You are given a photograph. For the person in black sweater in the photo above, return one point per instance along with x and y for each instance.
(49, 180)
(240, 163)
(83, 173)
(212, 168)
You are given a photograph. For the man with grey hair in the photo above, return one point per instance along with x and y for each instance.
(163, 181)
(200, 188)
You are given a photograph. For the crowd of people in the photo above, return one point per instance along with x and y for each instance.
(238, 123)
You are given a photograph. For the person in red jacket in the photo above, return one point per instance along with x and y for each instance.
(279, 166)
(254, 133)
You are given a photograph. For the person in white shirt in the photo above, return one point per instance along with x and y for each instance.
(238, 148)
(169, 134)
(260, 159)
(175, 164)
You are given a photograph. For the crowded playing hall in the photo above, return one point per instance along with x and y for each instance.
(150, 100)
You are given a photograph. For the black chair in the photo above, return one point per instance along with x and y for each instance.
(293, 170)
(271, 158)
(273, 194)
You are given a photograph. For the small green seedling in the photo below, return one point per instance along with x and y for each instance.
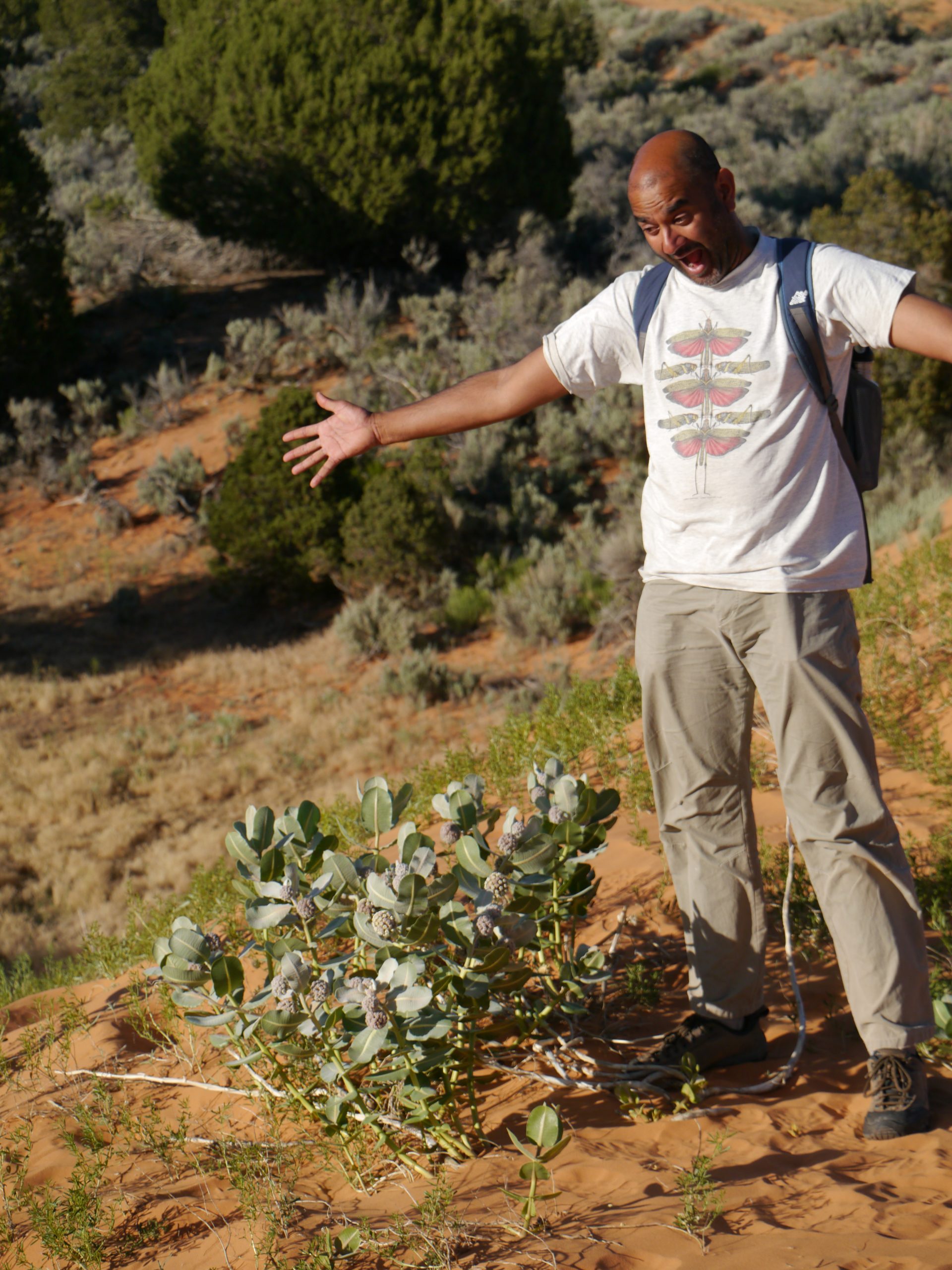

________________

Format every line of the records above as a Markdown table with two columns, No. and Line, numbering the rows and skipping blank lines. Leave the pictures out.

WRITTEN SOLUTION>
| No. | Line |
|---|---|
| 1 | You are given a photograph. For the person in black sweater in the photo above, return one point per instance along with x and y for each instance. |
| 2 | (49, 180) |
| 3 | (240, 163) |
| 4 | (83, 173) |
| 5 | (212, 168) |
| 6 | You are given a photograph. For the man with grey hair in the photo above, return one point per instance along with x and y for each instance. |
| 7 | (163, 181) |
| 8 | (200, 188) |
| 9 | You are given a photograph. For the crowd of people in the photo above, return one point per instance along with x and y for each instance. |
| 10 | (238, 123) |
| 11 | You are given a photograph. For the person in red jacket in the photo above, return one point per instance along with x and y for each instance. |
| 12 | (279, 166) |
| 13 | (254, 133) |
| 14 | You are given a photograph. For the person in white shirt in the photo above, return one point per instance along with x and y for each instance. |
| 15 | (238, 148) |
| 16 | (169, 134) |
| 17 | (260, 159) |
| 18 | (175, 164) |
| 19 | You are given a photograph. For the crowded playing hall in the photo above, return one point per instance along with x and y for each instance. |
| 20 | (150, 100) |
| 21 | You are given a photograph. For the black chair in the photo above, return one point per instance along with x and y for each instance. |
| 22 | (293, 170) |
| 23 | (271, 158) |
| 24 | (273, 194) |
| 25 | You are given a photograph. For the small green seedling in the photo below, return one point per instance along with x and y for each instance. |